WHAT NEEDS TO BE DONE: Copy exactly the lines of the records below, and only those lines, beginning with the line that contains "out the suit" and ending with the line that contains "[(87, 86), (457, 59)]".

*-*-*

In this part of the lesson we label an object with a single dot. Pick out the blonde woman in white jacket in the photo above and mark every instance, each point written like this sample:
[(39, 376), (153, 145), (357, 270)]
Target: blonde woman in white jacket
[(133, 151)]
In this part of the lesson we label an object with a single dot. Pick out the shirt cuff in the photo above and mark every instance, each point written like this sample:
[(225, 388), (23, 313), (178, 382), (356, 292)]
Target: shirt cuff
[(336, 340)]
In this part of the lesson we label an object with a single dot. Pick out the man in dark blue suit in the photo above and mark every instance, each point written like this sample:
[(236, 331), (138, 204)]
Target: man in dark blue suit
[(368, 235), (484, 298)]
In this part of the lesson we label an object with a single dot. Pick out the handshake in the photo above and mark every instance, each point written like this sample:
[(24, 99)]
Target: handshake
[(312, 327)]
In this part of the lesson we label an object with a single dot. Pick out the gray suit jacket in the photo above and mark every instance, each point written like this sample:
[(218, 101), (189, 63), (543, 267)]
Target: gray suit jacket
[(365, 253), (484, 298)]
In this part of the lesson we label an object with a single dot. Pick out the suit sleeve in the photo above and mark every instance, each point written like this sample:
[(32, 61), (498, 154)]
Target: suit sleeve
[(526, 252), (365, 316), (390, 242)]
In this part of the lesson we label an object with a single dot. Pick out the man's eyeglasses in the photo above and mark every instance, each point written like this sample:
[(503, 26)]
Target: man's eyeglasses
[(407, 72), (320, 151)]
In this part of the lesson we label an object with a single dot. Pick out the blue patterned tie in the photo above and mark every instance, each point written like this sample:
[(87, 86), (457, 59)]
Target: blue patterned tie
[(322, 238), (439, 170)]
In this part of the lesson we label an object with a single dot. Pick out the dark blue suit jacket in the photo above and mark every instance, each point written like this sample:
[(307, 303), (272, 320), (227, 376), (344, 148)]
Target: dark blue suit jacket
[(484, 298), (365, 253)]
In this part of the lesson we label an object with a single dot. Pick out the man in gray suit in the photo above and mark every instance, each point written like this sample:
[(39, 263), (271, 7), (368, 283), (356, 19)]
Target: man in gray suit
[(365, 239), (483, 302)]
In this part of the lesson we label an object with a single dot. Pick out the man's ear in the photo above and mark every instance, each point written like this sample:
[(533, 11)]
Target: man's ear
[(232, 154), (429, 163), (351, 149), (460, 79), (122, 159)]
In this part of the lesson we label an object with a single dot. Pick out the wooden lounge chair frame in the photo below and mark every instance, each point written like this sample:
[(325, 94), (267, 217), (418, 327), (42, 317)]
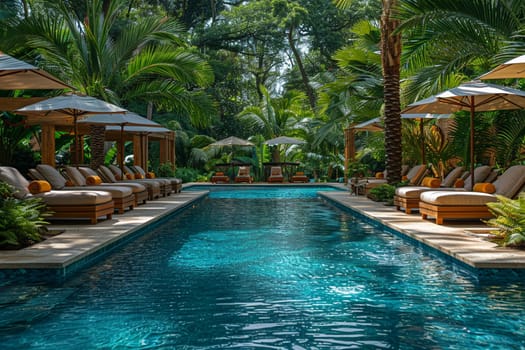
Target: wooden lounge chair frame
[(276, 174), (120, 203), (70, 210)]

*-*-*

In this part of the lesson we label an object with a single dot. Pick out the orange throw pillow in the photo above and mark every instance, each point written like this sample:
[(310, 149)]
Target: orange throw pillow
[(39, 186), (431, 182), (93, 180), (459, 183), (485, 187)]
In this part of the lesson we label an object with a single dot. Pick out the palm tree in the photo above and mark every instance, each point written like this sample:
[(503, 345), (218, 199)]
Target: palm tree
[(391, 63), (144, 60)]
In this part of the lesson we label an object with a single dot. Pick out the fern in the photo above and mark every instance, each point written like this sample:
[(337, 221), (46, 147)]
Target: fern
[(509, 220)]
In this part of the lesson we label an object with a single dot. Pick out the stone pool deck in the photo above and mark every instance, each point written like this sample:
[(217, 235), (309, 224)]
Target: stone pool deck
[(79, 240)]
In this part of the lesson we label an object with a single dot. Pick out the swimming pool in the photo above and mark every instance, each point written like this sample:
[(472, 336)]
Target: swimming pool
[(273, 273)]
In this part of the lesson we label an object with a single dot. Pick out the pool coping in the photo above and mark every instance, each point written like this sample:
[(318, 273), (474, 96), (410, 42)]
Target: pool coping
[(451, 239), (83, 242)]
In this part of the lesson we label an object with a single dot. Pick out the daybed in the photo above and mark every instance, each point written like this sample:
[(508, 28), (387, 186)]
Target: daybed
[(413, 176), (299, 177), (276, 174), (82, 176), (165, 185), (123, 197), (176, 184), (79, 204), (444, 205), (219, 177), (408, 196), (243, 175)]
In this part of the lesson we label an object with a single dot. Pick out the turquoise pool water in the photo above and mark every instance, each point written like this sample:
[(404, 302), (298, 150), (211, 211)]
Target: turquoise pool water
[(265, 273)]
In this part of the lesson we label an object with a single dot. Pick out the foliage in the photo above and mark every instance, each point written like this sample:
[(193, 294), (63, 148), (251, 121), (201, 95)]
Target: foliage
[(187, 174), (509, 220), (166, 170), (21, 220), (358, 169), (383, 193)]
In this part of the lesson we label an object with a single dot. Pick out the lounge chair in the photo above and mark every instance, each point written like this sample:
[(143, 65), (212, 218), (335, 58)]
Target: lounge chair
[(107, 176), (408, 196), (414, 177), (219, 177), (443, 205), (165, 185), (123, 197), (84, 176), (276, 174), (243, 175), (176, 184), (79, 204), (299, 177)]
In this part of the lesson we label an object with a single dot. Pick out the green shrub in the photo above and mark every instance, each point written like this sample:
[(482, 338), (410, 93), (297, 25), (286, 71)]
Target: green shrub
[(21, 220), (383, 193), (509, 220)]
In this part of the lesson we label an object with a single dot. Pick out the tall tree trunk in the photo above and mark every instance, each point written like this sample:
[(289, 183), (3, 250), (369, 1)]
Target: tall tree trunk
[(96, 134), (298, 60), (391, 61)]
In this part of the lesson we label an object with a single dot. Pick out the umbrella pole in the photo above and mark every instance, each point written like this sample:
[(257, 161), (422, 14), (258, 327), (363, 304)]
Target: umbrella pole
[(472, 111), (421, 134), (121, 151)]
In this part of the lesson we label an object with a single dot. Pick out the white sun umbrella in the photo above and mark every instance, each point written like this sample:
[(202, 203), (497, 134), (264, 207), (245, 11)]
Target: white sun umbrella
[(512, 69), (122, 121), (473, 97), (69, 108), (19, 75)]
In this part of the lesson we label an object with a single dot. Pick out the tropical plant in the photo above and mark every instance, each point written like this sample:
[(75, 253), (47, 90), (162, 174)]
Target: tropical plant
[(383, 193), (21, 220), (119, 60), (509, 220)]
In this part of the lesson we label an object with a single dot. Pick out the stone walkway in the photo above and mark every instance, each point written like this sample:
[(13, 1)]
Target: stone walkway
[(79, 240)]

*-*-*

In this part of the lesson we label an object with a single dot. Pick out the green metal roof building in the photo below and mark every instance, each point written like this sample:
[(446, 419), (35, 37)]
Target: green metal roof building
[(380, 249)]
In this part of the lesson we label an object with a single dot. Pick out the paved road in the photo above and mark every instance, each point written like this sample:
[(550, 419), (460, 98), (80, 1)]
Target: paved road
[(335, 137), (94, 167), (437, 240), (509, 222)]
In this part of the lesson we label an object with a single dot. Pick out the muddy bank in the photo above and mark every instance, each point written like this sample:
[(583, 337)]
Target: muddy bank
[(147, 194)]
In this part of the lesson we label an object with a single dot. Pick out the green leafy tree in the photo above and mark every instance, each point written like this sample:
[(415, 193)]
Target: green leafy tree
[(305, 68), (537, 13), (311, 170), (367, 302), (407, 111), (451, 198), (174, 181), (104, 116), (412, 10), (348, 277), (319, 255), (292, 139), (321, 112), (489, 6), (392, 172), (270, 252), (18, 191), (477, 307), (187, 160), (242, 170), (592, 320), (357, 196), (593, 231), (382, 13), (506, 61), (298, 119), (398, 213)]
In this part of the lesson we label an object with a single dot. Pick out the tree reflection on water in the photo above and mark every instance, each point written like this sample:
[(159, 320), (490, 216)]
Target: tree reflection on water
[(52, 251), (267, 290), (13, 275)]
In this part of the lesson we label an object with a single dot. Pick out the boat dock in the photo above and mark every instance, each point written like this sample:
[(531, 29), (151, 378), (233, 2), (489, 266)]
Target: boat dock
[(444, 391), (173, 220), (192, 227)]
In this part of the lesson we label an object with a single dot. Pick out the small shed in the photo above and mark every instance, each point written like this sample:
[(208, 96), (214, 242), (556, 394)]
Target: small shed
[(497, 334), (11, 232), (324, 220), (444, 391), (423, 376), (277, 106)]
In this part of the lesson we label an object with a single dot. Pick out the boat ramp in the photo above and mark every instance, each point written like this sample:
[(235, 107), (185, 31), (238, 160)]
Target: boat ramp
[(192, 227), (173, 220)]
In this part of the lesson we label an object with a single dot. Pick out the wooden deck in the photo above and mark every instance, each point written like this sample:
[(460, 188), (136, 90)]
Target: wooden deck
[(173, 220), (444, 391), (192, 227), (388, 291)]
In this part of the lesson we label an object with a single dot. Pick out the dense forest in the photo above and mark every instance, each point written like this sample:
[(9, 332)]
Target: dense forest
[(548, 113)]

*-*-*

ANSWER AREA:
In this part of the lesson we label an object with a single dot. Pick out the suit sleeve in the photo above and mark every instance, each point written like this sample:
[(32, 61), (498, 154)]
Target: suit sleeve
[(526, 252), (365, 316), (390, 242)]
In this part of the lesson we label an object with a single dot. Pick out the man's eyeglasses in the photo above and mark every instance, each point written like this sample:
[(503, 26)]
Target: man's eyeglasses
[(407, 72), (320, 151)]
In this part of the lesson we label an object with a single dot. Pick out the blue patterned tie in the photo above and mark every instance, each point written like this sample:
[(87, 86), (457, 59)]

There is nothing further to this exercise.